[EXTRACT]
================================

Eugène Saccomano (23 September 1936 – 7 October 2019) was a French radio journalist and non-fiction author.

Biography
Eugène Saccomano was born on 23 September 1936 in Marseille, southern France.

Saccomano started his career as a journalist for Le Provençal. In 1959, he published Bandits à Marseille, a book about thugs in Marseille. The book was adapted into the 1970 film Borsalino starring Alain Delon and Jean-Paul Belmondo.

He became a radio journalist for Europe 1 in 1970. He focused on sports, especially football. In 2001, he joined RTL, another radio station. In 2012, he joined Sport365, a sports TV channel. He wrote his autobiography, Je refais le match, in 2005.

Bibliography
Bandits à Marseille (Omnibus, 1959).
Berlusconi, le dossier vérité (Éditions no 1, 1994).
Goncourt 1932 (Paris: Flammarion, 1999).

================================

[ROWS]

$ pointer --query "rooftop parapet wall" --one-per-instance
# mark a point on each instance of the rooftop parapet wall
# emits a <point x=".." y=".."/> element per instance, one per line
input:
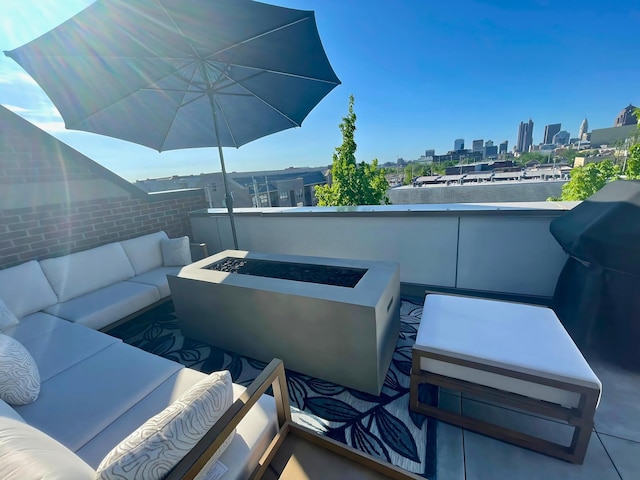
<point x="504" y="249"/>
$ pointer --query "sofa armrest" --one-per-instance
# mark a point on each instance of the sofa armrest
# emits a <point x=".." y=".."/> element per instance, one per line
<point x="196" y="459"/>
<point x="198" y="251"/>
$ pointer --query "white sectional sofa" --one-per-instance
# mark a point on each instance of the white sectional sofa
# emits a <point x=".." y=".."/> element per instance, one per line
<point x="95" y="287"/>
<point x="94" y="389"/>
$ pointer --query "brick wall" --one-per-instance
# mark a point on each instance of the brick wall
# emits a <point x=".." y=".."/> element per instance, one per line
<point x="54" y="230"/>
<point x="45" y="174"/>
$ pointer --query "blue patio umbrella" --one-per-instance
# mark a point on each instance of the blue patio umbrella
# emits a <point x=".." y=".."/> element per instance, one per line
<point x="173" y="74"/>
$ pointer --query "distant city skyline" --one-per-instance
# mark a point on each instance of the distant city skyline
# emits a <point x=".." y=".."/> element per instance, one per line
<point x="413" y="87"/>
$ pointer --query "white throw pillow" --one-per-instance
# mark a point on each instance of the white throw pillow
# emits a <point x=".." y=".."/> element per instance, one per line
<point x="162" y="441"/>
<point x="7" y="318"/>
<point x="176" y="252"/>
<point x="19" y="376"/>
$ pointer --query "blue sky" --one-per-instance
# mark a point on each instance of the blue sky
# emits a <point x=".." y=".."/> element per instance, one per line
<point x="423" y="72"/>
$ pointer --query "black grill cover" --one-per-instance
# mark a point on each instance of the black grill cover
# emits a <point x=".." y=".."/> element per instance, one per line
<point x="596" y="297"/>
<point x="605" y="228"/>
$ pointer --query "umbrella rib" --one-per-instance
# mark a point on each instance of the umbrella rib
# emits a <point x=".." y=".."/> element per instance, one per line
<point x="175" y="115"/>
<point x="255" y="95"/>
<point x="255" y="37"/>
<point x="226" y="121"/>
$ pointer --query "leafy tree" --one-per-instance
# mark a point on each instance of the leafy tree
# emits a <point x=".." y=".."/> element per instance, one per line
<point x="632" y="170"/>
<point x="633" y="163"/>
<point x="352" y="183"/>
<point x="587" y="180"/>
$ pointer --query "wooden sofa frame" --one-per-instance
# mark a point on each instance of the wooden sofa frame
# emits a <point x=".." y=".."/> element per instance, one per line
<point x="320" y="456"/>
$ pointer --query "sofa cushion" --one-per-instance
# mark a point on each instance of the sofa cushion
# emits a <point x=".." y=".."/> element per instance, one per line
<point x="160" y="398"/>
<point x="90" y="395"/>
<point x="162" y="441"/>
<point x="83" y="272"/>
<point x="28" y="454"/>
<point x="34" y="325"/>
<point x="157" y="278"/>
<point x="63" y="347"/>
<point x="25" y="289"/>
<point x="176" y="252"/>
<point x="109" y="304"/>
<point x="7" y="318"/>
<point x="19" y="377"/>
<point x="6" y="411"/>
<point x="253" y="434"/>
<point x="144" y="252"/>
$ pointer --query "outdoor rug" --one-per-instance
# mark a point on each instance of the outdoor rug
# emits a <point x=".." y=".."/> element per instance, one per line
<point x="381" y="426"/>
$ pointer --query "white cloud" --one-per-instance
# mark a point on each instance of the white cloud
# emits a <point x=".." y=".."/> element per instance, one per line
<point x="46" y="118"/>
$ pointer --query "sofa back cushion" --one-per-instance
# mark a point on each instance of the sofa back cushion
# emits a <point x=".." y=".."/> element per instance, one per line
<point x="145" y="252"/>
<point x="28" y="453"/>
<point x="6" y="411"/>
<point x="25" y="289"/>
<point x="83" y="272"/>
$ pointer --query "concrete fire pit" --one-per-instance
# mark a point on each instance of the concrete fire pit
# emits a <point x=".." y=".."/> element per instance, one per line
<point x="343" y="334"/>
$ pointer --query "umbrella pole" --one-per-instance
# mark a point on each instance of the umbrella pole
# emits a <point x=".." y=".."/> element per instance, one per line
<point x="227" y="195"/>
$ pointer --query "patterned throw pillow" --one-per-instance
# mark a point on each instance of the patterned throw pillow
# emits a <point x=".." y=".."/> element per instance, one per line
<point x="160" y="443"/>
<point x="176" y="252"/>
<point x="7" y="318"/>
<point x="19" y="376"/>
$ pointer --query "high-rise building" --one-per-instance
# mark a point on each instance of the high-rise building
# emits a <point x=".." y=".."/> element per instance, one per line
<point x="549" y="132"/>
<point x="626" y="117"/>
<point x="561" y="138"/>
<point x="584" y="129"/>
<point x="525" y="136"/>
<point x="490" y="151"/>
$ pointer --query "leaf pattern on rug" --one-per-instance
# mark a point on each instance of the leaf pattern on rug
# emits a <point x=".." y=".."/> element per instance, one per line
<point x="382" y="426"/>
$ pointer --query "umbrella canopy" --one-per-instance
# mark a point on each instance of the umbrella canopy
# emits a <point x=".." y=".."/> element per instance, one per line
<point x="604" y="229"/>
<point x="172" y="74"/>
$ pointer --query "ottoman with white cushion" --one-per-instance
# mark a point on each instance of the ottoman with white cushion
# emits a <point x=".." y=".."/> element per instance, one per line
<point x="513" y="354"/>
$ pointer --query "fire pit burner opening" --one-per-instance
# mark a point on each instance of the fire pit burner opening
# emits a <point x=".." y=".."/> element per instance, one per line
<point x="301" y="272"/>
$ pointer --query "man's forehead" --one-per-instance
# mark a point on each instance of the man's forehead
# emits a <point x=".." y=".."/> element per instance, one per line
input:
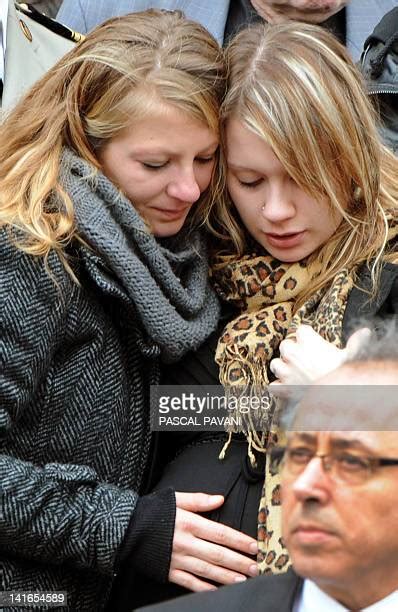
<point x="354" y="397"/>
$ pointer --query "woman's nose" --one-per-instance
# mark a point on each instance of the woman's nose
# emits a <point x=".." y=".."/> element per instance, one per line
<point x="278" y="206"/>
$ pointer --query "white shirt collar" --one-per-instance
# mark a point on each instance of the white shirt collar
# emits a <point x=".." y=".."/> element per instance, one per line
<point x="3" y="42"/>
<point x="313" y="599"/>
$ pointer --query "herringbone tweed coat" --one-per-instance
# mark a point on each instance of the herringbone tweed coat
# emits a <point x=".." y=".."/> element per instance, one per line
<point x="74" y="435"/>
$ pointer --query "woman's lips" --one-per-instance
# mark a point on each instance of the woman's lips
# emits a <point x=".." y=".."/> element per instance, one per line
<point x="285" y="241"/>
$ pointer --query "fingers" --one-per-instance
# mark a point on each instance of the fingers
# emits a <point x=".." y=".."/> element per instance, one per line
<point x="211" y="531"/>
<point x="208" y="570"/>
<point x="205" y="549"/>
<point x="198" y="502"/>
<point x="226" y="536"/>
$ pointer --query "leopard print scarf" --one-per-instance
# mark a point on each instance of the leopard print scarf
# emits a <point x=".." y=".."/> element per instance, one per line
<point x="265" y="291"/>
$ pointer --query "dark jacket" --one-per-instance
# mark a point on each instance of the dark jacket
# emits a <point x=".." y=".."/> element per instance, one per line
<point x="74" y="434"/>
<point x="276" y="593"/>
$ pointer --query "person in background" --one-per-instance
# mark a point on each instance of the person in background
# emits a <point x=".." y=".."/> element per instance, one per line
<point x="339" y="497"/>
<point x="103" y="165"/>
<point x="352" y="21"/>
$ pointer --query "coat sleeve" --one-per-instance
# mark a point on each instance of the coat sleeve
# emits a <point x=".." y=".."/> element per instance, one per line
<point x="53" y="513"/>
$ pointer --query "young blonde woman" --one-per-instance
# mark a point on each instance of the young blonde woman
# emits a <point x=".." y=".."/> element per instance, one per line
<point x="101" y="165"/>
<point x="310" y="222"/>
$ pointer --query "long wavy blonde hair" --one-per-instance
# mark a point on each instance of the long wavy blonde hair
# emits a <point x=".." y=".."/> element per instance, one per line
<point x="123" y="71"/>
<point x="295" y="86"/>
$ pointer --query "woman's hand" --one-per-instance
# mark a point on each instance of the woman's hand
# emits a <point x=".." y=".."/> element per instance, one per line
<point x="310" y="356"/>
<point x="206" y="549"/>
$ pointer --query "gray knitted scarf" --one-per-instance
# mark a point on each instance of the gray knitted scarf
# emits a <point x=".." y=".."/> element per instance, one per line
<point x="169" y="287"/>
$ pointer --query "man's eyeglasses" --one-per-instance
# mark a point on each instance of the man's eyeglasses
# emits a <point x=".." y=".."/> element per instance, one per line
<point x="345" y="468"/>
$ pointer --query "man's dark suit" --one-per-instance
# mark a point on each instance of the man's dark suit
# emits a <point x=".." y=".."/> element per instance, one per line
<point x="276" y="593"/>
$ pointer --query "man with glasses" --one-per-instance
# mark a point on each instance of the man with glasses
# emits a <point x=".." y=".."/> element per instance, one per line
<point x="339" y="497"/>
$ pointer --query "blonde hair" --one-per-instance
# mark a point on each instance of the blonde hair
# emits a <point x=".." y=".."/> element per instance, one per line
<point x="295" y="86"/>
<point x="123" y="71"/>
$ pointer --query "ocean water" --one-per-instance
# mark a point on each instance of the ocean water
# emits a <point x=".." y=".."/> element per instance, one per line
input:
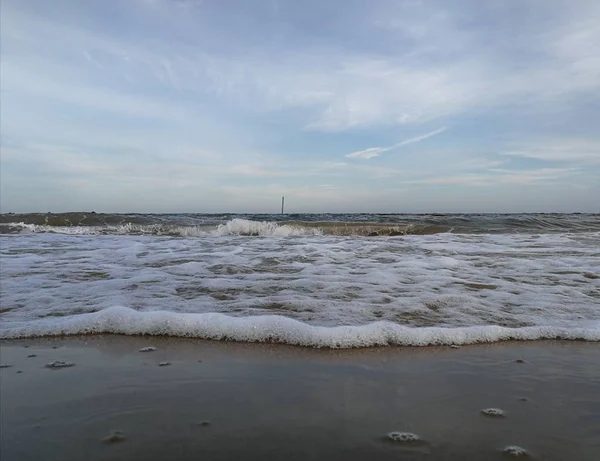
<point x="355" y="280"/>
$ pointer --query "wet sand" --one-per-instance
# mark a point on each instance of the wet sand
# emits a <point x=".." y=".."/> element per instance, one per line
<point x="220" y="401"/>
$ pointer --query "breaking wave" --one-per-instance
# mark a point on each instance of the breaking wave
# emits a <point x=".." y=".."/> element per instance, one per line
<point x="279" y="329"/>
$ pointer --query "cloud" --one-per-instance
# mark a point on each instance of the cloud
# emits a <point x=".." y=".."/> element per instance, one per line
<point x="376" y="151"/>
<point x="497" y="177"/>
<point x="560" y="150"/>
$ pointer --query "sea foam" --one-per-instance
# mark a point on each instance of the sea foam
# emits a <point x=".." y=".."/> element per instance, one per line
<point x="279" y="329"/>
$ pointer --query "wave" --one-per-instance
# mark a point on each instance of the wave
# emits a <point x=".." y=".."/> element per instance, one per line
<point x="247" y="227"/>
<point x="235" y="227"/>
<point x="279" y="329"/>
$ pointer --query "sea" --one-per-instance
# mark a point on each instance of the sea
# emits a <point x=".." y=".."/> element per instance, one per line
<point x="313" y="280"/>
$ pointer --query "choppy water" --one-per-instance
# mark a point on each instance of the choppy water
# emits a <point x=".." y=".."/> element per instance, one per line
<point x="313" y="280"/>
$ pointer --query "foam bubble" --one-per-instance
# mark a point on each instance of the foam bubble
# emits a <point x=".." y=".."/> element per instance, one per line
<point x="279" y="329"/>
<point x="404" y="437"/>
<point x="515" y="451"/>
<point x="60" y="364"/>
<point x="494" y="412"/>
<point x="147" y="349"/>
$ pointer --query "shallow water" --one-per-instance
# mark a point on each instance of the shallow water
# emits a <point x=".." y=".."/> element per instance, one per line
<point x="278" y="402"/>
<point x="312" y="290"/>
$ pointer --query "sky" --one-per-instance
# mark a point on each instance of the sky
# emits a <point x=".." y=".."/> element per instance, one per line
<point x="339" y="105"/>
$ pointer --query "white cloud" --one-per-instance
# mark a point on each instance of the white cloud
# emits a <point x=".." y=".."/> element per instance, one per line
<point x="560" y="150"/>
<point x="376" y="151"/>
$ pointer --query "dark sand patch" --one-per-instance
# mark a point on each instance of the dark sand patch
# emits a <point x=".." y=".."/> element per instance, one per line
<point x="267" y="401"/>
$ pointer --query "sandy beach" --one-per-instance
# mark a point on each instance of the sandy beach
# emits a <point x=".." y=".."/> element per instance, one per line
<point x="192" y="399"/>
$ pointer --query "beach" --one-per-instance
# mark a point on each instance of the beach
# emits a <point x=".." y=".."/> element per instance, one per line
<point x="195" y="399"/>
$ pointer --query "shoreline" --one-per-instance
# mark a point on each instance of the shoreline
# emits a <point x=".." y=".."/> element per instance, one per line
<point x="222" y="400"/>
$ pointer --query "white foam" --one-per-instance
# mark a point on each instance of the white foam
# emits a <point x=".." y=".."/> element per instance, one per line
<point x="494" y="412"/>
<point x="516" y="452"/>
<point x="321" y="291"/>
<point x="404" y="437"/>
<point x="239" y="226"/>
<point x="122" y="320"/>
<point x="235" y="227"/>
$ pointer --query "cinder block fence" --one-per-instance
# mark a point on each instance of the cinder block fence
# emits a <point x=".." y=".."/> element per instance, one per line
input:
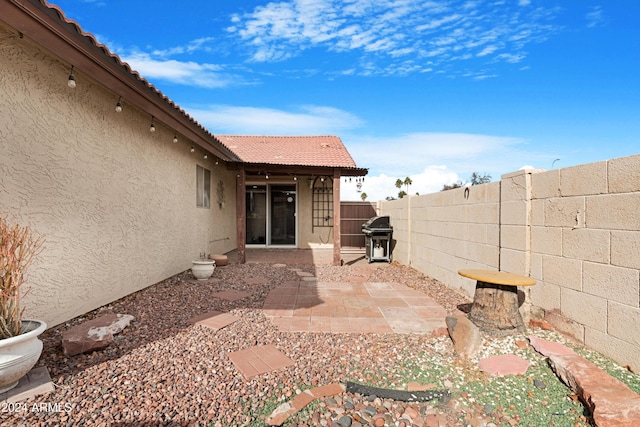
<point x="575" y="230"/>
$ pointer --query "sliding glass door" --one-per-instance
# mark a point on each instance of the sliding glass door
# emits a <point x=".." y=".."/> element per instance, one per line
<point x="271" y="215"/>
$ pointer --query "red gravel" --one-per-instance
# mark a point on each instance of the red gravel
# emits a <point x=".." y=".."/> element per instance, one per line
<point x="163" y="371"/>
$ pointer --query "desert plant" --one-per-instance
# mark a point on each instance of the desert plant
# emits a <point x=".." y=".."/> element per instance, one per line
<point x="18" y="246"/>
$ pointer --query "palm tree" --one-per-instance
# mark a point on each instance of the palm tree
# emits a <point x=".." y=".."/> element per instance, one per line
<point x="407" y="181"/>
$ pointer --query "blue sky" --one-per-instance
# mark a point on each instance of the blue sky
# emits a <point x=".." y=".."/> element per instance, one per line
<point x="430" y="89"/>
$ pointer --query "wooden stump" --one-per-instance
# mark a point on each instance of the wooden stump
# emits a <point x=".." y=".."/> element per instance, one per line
<point x="495" y="309"/>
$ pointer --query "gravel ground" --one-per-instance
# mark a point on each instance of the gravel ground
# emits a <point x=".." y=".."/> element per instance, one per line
<point x="162" y="371"/>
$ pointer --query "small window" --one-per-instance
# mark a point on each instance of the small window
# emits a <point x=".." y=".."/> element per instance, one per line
<point x="203" y="187"/>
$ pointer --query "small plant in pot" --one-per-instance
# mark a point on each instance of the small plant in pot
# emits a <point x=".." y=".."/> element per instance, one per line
<point x="20" y="347"/>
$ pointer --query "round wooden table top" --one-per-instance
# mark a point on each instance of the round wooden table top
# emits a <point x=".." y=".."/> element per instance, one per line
<point x="498" y="277"/>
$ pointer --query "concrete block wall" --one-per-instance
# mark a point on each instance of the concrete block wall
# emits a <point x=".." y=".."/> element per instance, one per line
<point x="440" y="233"/>
<point x="575" y="230"/>
<point x="586" y="245"/>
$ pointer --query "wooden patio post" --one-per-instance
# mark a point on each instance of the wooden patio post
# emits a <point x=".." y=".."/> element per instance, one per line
<point x="241" y="216"/>
<point x="336" y="218"/>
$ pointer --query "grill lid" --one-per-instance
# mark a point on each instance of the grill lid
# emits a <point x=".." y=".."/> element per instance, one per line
<point x="377" y="222"/>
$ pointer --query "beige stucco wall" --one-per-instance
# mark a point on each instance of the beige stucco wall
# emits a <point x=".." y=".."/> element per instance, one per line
<point x="116" y="203"/>
<point x="575" y="230"/>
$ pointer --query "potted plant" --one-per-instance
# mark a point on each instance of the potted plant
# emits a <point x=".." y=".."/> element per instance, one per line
<point x="20" y="347"/>
<point x="203" y="268"/>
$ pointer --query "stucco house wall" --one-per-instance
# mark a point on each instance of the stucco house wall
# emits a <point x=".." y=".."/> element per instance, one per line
<point x="116" y="203"/>
<point x="575" y="230"/>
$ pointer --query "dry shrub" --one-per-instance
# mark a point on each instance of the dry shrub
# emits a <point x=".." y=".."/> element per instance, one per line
<point x="18" y="246"/>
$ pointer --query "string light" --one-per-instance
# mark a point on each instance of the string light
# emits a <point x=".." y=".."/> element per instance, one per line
<point x="72" y="79"/>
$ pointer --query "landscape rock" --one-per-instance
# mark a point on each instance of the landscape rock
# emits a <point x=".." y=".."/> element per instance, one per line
<point x="94" y="334"/>
<point x="612" y="403"/>
<point x="505" y="364"/>
<point x="548" y="348"/>
<point x="466" y="337"/>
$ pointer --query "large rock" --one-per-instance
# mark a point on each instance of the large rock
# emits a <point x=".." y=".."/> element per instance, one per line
<point x="94" y="334"/>
<point x="466" y="337"/>
<point x="611" y="402"/>
<point x="505" y="364"/>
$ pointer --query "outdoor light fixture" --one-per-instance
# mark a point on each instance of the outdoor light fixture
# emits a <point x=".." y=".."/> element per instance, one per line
<point x="72" y="79"/>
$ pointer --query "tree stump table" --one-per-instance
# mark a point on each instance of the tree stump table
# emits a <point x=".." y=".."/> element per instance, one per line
<point x="495" y="303"/>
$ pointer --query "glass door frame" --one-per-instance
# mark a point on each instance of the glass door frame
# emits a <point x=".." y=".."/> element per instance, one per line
<point x="268" y="219"/>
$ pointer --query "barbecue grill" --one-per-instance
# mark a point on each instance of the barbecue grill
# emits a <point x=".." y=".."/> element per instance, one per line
<point x="377" y="236"/>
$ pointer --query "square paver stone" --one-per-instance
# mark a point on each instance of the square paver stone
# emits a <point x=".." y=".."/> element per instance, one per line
<point x="231" y="295"/>
<point x="214" y="319"/>
<point x="259" y="360"/>
<point x="36" y="382"/>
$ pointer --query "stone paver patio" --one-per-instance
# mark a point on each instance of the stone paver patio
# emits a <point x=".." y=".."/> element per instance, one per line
<point x="304" y="306"/>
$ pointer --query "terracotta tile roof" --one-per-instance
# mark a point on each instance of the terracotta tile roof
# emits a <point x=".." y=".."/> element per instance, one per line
<point x="322" y="151"/>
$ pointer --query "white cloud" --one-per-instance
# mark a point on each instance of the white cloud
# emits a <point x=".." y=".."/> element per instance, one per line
<point x="596" y="17"/>
<point x="180" y="72"/>
<point x="378" y="187"/>
<point x="302" y="120"/>
<point x="379" y="31"/>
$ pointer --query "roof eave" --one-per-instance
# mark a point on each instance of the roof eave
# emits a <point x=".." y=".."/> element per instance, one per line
<point x="298" y="169"/>
<point x="45" y="25"/>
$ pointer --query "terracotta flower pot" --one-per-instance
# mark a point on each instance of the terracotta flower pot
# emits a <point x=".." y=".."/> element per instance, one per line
<point x="20" y="353"/>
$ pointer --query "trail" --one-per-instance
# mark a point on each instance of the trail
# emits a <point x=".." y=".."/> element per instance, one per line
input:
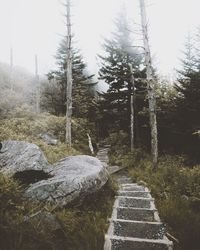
<point x="135" y="223"/>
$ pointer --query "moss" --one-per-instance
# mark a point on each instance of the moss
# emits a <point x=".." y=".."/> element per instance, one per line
<point x="83" y="227"/>
<point x="176" y="188"/>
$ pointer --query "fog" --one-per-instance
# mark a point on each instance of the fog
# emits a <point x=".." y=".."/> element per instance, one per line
<point x="37" y="26"/>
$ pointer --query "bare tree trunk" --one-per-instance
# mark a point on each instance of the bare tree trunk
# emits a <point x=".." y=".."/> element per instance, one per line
<point x="150" y="87"/>
<point x="132" y="120"/>
<point x="11" y="69"/>
<point x="37" y="82"/>
<point x="69" y="77"/>
<point x="90" y="144"/>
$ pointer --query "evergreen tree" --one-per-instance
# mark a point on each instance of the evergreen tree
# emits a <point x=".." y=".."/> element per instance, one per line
<point x="115" y="71"/>
<point x="187" y="110"/>
<point x="83" y="84"/>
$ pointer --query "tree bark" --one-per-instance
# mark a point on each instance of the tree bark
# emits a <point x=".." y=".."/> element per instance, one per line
<point x="11" y="69"/>
<point x="132" y="117"/>
<point x="69" y="77"/>
<point x="150" y="87"/>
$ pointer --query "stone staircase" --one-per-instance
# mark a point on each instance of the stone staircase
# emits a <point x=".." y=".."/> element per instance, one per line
<point x="135" y="223"/>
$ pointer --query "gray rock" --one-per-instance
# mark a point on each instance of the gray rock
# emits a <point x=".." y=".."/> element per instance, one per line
<point x="19" y="156"/>
<point x="49" y="139"/>
<point x="73" y="179"/>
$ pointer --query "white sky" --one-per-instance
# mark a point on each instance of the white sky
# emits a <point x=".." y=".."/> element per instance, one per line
<point x="36" y="26"/>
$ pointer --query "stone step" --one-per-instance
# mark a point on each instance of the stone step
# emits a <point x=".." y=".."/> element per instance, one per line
<point x="127" y="243"/>
<point x="143" y="194"/>
<point x="131" y="187"/>
<point x="124" y="180"/>
<point x="124" y="201"/>
<point x="138" y="229"/>
<point x="138" y="214"/>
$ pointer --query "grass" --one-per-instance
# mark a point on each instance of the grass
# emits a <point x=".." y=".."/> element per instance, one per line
<point x="82" y="228"/>
<point x="176" y="189"/>
<point x="29" y="127"/>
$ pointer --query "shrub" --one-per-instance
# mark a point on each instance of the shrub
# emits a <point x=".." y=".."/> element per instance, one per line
<point x="177" y="192"/>
<point x="83" y="227"/>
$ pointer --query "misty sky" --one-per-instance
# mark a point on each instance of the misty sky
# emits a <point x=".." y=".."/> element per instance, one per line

================================

[WRITTEN REQUEST] Continue the biography of Eugène Saccomano, starting after its final line.

[EXERCISE RESPONSE]
Je refais le match (Paris: Plon, 2005).
Les Stars de l'euro 2008 (Éditions Numéro 1, 2008).
Une romance marseillaise (Buchet Chastel, 2009).
Les stars de la Coupe du Monde 2010 (Éditions Numéro 1, 2010).
Le roman noir des Bleus (Éditions de la Martinière, 2010).
Céline coupé en deux (Le Castor astral, 2013).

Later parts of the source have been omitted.